TASK DESCRIPTION: Would you transcribe the whole listing exactly, minus its pictures?

SUPPLIED DATA:
———

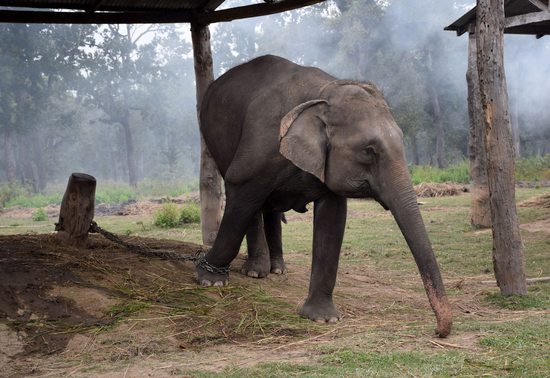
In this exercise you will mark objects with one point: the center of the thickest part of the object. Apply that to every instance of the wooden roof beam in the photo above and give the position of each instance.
(40, 17)
(525, 19)
(256, 10)
(210, 5)
(91, 17)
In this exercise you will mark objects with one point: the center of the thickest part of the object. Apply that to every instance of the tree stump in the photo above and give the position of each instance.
(77, 210)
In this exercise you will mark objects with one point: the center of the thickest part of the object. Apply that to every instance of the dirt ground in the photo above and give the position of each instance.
(61, 311)
(105, 311)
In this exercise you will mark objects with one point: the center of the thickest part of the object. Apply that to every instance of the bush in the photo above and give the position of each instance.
(39, 215)
(190, 213)
(168, 216)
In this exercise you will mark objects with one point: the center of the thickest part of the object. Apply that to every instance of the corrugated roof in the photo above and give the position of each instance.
(522, 17)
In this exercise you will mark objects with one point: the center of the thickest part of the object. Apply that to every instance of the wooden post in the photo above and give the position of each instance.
(480, 216)
(210, 179)
(77, 210)
(507, 246)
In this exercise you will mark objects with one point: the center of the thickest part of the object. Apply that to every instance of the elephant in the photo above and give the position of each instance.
(285, 135)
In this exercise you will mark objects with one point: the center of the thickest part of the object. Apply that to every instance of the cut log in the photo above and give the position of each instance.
(77, 210)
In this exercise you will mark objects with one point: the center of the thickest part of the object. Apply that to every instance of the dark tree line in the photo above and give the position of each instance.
(118, 101)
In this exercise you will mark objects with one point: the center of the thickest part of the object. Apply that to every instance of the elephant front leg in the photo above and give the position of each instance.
(243, 203)
(257, 264)
(328, 231)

———

REPLY:
In this exercise you will mark objects with one point: the center of the thickest part of the object. Apply that to every instance of the wooden roof beam in the photo above and give the position of each instance.
(40, 17)
(525, 19)
(256, 10)
(210, 5)
(91, 17)
In this exercise you will mark objects with one point: the center of the thickest part of the object. Apply that to every instance of the tree stump in the photo above and give the position of each instance.
(77, 210)
In this exercise you will mark objects with one point: the center of the thickest part of the object. Apply that to every instance of the dirt ground in the photo above and give the position of each instance.
(61, 311)
(105, 311)
In this exercise you will mark objects with one point: the center of the thickest part of the object. Apply that to every instance of the bush in the photo above and give the position of each instance.
(39, 215)
(190, 213)
(168, 216)
In this exercise you will mark objects with one point: the center of the thickest part of the object. Apply that to every instance of the corrugated roof in the photo above and give the position of each instance.
(522, 17)
In this exercise you will mark objects with one point: the center of the thickest part of the object. Apply that to every instance of the wooden post in the photo above and give the position of each instance.
(480, 216)
(210, 179)
(77, 210)
(507, 246)
In this exercise you will mark objects with one point: the center of the thickest part of the object. Apply that to every instance of the elephant in the photo above and give the position of each instance.
(285, 135)
In this exercise you will mark objects with one point: the center of the thickest part of the object. Apply that to every instance of the cut log in the photo above and give the position of each instance.
(77, 210)
In this exercise you will mark objects with one point: the center of the thickest part of the object. Apply that to every instance of the dark tree line in the photo above and give the position of each instance.
(118, 101)
In this exercise you will mark objects with one point: the center of the thickest part of the object. Apply that to every instance of the elephant front leg in the photo above and give the position of each instance.
(243, 203)
(257, 264)
(328, 231)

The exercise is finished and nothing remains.